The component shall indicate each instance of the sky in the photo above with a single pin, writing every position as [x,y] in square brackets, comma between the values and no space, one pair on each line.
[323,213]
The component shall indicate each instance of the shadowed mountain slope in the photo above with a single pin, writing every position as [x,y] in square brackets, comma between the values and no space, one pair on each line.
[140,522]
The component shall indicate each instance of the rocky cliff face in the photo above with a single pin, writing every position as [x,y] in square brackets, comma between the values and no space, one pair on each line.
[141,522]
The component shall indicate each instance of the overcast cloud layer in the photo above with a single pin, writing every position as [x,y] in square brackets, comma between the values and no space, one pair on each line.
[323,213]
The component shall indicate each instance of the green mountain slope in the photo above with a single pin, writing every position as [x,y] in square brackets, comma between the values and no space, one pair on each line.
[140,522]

□ □ □ □ □ □ □

What is required:
Write out every line of the rows above again, the wording as well as the answers, and shift each coordinate in the answers up by 79, adding it to both the x and the y value.

Result of this exercise:
The component shall indicate each instance of the sky in the photo above with a single pin, writing every position as [x,y] in square brackets, comma between the values and no space, one pair on each line.
[402,292]
The component shall indicate each instance of the shadowed mountain slope in the photo above with a single pin, writing every position as [x,y] in square brackets, comma between the values and no space, one pair on each line.
[219,601]
The component shall indicate each instance of the rocky cliff face in the photo above with a single pin, writing every position as [x,y] in square brackets, comma between the values and no space, one pair on each line.
[220,601]
The component shall indicate each instance of the overcast cloud layer in the photo above with a single pin, writing every position as [x,y] in square brackets, comma between the values and no space, one pair on each line.
[402,292]
The component shall indicate each instance of the green mountain slope in the photo above with a single pin, writing every position as [x,y] in square brackets, comma between the values and no space, one pair on each line.
[219,601]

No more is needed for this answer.